START Provided records

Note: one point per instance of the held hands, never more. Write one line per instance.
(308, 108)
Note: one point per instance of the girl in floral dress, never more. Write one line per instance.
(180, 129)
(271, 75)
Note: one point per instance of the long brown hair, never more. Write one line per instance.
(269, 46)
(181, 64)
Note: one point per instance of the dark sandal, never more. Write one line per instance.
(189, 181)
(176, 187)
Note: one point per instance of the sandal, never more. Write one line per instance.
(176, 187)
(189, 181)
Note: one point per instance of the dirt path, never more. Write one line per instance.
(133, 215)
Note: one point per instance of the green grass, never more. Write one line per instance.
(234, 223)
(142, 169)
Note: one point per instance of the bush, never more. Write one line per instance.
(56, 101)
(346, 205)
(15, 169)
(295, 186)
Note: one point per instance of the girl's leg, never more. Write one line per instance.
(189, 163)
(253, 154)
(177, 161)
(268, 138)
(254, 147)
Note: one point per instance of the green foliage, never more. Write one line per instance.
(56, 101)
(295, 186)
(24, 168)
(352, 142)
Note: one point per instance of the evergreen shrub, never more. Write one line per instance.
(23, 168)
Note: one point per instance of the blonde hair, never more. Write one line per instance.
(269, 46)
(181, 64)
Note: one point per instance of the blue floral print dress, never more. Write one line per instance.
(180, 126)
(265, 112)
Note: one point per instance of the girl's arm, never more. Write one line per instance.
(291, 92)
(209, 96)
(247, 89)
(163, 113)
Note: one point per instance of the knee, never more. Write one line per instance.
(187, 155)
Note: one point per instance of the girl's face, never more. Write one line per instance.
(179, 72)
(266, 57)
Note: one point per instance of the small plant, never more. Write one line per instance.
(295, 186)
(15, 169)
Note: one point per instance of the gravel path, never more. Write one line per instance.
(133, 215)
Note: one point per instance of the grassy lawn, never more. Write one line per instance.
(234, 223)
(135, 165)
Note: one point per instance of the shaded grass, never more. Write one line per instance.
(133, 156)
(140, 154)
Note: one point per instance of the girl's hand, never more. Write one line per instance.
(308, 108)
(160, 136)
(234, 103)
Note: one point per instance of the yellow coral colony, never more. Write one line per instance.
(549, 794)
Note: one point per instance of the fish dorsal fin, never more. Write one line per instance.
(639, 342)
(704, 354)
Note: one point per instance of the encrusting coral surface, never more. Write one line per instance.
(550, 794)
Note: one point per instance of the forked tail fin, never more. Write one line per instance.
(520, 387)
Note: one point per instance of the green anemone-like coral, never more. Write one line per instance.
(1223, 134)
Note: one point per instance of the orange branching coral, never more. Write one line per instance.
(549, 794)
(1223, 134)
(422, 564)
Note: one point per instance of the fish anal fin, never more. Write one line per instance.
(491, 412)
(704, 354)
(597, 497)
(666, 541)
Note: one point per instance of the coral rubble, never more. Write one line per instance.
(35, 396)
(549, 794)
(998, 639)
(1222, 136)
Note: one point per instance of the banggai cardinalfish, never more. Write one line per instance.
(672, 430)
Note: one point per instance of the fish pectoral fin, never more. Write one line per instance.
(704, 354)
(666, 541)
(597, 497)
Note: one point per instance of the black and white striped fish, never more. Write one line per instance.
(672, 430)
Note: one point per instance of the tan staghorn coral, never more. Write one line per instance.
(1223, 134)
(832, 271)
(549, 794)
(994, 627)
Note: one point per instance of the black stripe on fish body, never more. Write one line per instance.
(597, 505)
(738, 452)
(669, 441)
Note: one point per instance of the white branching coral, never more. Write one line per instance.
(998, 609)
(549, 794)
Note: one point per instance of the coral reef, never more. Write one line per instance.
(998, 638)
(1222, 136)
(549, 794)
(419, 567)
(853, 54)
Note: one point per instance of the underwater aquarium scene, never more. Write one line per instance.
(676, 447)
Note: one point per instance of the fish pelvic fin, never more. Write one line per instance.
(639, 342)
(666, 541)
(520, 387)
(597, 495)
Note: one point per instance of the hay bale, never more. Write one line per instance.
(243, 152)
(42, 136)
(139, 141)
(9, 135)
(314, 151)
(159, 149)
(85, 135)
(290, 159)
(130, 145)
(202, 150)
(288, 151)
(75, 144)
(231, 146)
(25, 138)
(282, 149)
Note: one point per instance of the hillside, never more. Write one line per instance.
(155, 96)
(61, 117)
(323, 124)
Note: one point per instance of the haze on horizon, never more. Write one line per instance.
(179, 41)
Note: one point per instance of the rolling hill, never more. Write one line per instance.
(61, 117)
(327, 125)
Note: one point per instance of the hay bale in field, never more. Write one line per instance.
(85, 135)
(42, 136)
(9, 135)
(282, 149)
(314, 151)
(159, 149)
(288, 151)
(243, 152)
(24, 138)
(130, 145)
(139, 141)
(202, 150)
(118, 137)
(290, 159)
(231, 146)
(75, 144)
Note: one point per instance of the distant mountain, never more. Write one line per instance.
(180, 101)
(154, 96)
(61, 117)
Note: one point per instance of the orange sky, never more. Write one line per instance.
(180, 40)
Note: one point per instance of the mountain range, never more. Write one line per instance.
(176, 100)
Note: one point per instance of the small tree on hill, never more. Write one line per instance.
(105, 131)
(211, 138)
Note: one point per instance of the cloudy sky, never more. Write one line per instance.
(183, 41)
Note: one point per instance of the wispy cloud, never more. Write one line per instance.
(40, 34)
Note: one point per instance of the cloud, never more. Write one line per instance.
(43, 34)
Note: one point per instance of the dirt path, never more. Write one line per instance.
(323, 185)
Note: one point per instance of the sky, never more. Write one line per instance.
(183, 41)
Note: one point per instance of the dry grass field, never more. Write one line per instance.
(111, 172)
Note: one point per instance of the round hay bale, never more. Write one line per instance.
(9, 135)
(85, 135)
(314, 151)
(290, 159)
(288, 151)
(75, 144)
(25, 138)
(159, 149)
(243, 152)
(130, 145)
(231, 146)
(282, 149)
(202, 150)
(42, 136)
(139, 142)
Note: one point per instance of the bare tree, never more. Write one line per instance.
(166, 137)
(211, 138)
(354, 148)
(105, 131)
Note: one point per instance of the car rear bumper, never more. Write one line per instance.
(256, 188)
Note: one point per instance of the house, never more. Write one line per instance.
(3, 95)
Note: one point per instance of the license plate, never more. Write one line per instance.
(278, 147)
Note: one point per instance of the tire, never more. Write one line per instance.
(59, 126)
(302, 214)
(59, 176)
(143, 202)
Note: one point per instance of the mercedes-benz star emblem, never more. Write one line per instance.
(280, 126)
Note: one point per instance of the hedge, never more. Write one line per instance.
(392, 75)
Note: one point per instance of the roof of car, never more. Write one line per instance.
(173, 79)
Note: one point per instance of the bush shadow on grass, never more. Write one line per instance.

END Provided records

#### Activity
Give back the entries exactly. Omit none of them.

#### Response to this task
Note: one point per instance of the held hands, never more. Write one line per instance.
(308, 108)
Note: one point per instance of the girl in floral dress, never more. Write one line per instance.
(180, 129)
(271, 75)
Note: one point per instance of the long brown hair, never more. Write one line per instance.
(269, 46)
(181, 64)
Note: one point per instance of the dark sandal, never more. Write one line per instance.
(189, 181)
(176, 187)
Note: one point per instance of the sandal, never more. Write one line per instance.
(176, 187)
(189, 181)
Note: one point per instance of the dirt path, never more. Write one line per instance.
(133, 215)
Note: one point per instance of the green grass, never more. Write one line per instance.
(234, 223)
(142, 169)
Note: one point per instance of the bush, never more. Write one line per instance.
(56, 101)
(346, 205)
(15, 169)
(295, 186)
Note: one point per instance of the girl's leg, never more. Write one line per instance.
(189, 163)
(253, 154)
(177, 161)
(268, 138)
(254, 147)
Note: one point per instance of the green foliage, never more. Write one line per instance.
(56, 101)
(295, 186)
(24, 168)
(352, 142)
Note: one point per instance of the evergreen shrub, never more. Write one line per instance.
(23, 168)
Note: one point per instance of the blonde hair, never more. Write one line per instance.
(269, 46)
(181, 64)
Note: one point per instance of the blue floral print dress, never more. Write one line per instance.
(180, 126)
(265, 112)
Note: one point per instance of the girl's arm, never more. Write one line per instance.
(291, 92)
(209, 96)
(247, 89)
(163, 113)
Note: one point per instance of the knee, never more. Write one line per instance.
(187, 155)
Note: one point per instance of the girl's face, never more. Write one line per instance.
(179, 72)
(266, 57)
Note: one point per instance of the small plant, never more. Write one line per instance.
(295, 186)
(15, 169)
Note: one point per instance of the gravel path, never more. Write one line per instance.
(133, 215)
Note: one point per instance of the grassy lawn, never more. Write one line per instance.
(234, 223)
(135, 165)
Note: one point per instance of the shaded grass, never more. Write one line per instance.
(133, 156)
(140, 154)
Note: one point per instance of the girl's hand, never more. Write one line per instance.
(308, 108)
(160, 136)
(234, 103)
Note: one point per instance of the yellow coral colony, never more. Write one line per instance.
(549, 794)
Note: one point per instance of the fish dorsal fin, never more. Write one line per instance.
(639, 342)
(704, 354)
Note: one point per instance of the encrusting coral surface, never more. Write one line per instance.
(550, 794)
Note: one point per instance of the forked tail fin, never more. Write one line per instance.
(520, 387)
Note: one point per instance of the green anemone-like coral, never more. Write one line per instance.
(1223, 134)
Note: one point per instance of the orange branching coral, never more. Write one line per instance.
(549, 794)
(1223, 134)
(422, 564)
Note: one point per instance of the fish anal fin, never more. Write one line per instance.
(491, 412)
(704, 354)
(597, 497)
(666, 541)
Note: one point per instance of the coral rubble, never more. Write one line per instance.
(35, 396)
(549, 794)
(998, 639)
(1222, 136)
Note: one point per instance of the banggai cardinalfish, never more. Write one line per instance.
(672, 430)
Note: one point per instance of the fish pectoral fin, never more. Write one line per instance.
(704, 354)
(666, 541)
(597, 497)
Note: one point per instance of the black and white striped fish, never more. Write one line per instance.
(672, 430)
Note: one point per instance of the tan staghorn coral, never more. Write one line per instance.
(1223, 134)
(832, 271)
(549, 794)
(994, 627)
Note: one point per instance of the black stripe on fish body, never more. Write one line per instance.
(597, 505)
(738, 452)
(669, 441)
Note: one point per instance of the white branching coral, never more. Write one line per instance.
(998, 609)
(549, 794)
Note: one point per instance of the coral reef, never more. Write one line per instance.
(998, 638)
(1222, 136)
(549, 794)
(419, 567)
(853, 54)
Note: one point per instance of the underwater aquarium scene, never more. Write one line per instance.
(676, 447)
Note: one point per instance of the fish pelvic fin, never more. Write one line per instance.
(639, 342)
(666, 541)
(520, 387)
(597, 495)
Note: one point per instance of the hay bale, never more. Write one line per instance.
(243, 152)
(42, 136)
(139, 141)
(9, 135)
(314, 151)
(159, 149)
(85, 135)
(290, 159)
(130, 145)
(202, 150)
(288, 151)
(75, 144)
(231, 146)
(25, 138)
(282, 149)
Note: one point per instance of the hillside, never more. Write one line per instance.
(155, 96)
(61, 117)
(323, 124)
Note: one point per instance of the haze on horizon, never more. Write one line per instance.
(179, 41)
Note: one point per instance of the rolling hill, never more. Write one line per instance.
(61, 117)
(327, 125)
Note: one point per instance of the hay bale in field, never more. Write one line per instance.
(85, 135)
(42, 136)
(9, 135)
(282, 149)
(314, 151)
(159, 149)
(288, 151)
(243, 152)
(24, 138)
(130, 145)
(139, 141)
(202, 150)
(118, 137)
(290, 159)
(231, 146)
(75, 144)
Note: one point per instance of the distant mountain, never more. Write one line per instance.
(180, 101)
(154, 96)
(61, 117)
Note: one point per instance of the orange sky, never more. Write one line per instance.
(180, 40)
Note: one point per instance of the mountain range, never more. Write one line per instance.
(176, 100)
Note: one point per instance of the small tree on hill, never more. Write one line per instance.
(105, 131)
(211, 138)
Note: one point per instance of the cloudy sky, never more. Write one line per instance.
(183, 41)
Note: one point per instance of the wispy cloud, never more. Write one line per instance.
(40, 34)
Note: one point per instance of the cloud, never more. Write one line per instance.
(43, 34)
Note: one point per instance of the dirt path, never more. Write one line per instance.
(323, 185)
Note: one point per instance of the sky, never more. Write one line per instance.
(183, 41)
Note: one point per instance of the dry grass field, never more. Write one line per instance.
(111, 172)
Note: one point per instance of the round hay bale, never more. Write one line per instance.
(9, 135)
(85, 135)
(314, 151)
(290, 159)
(288, 151)
(75, 144)
(25, 138)
(159, 149)
(243, 152)
(130, 145)
(231, 146)
(282, 149)
(202, 150)
(42, 136)
(139, 142)
Note: one point per instance of the bare tree, never more. Write one line per instance.
(166, 137)
(211, 138)
(354, 148)
(105, 131)
Note: one point per instance of the car rear bumper, never more. Write one line per instance.
(256, 188)
Note: one point per instance of the house, never more. Write one line per instance.
(3, 95)
Note: one point per instance of the license plate, never more. Write one line per instance.
(278, 147)
Note: one point per instance of the tire, never more. Write one line per instance.
(59, 126)
(302, 214)
(59, 176)
(143, 202)
Note: one point per instance of the mercedes-benz star emblem, never more. Write one line per instance.
(280, 126)
Note: one point per instance of the hedge, never more. Write one line per instance.
(392, 75)
Note: one point per instance of the roof of car, never more. Write one line per instance.
(173, 79)
Note: one point per instance of the bush shadow on grass, never more. Write one line per instance.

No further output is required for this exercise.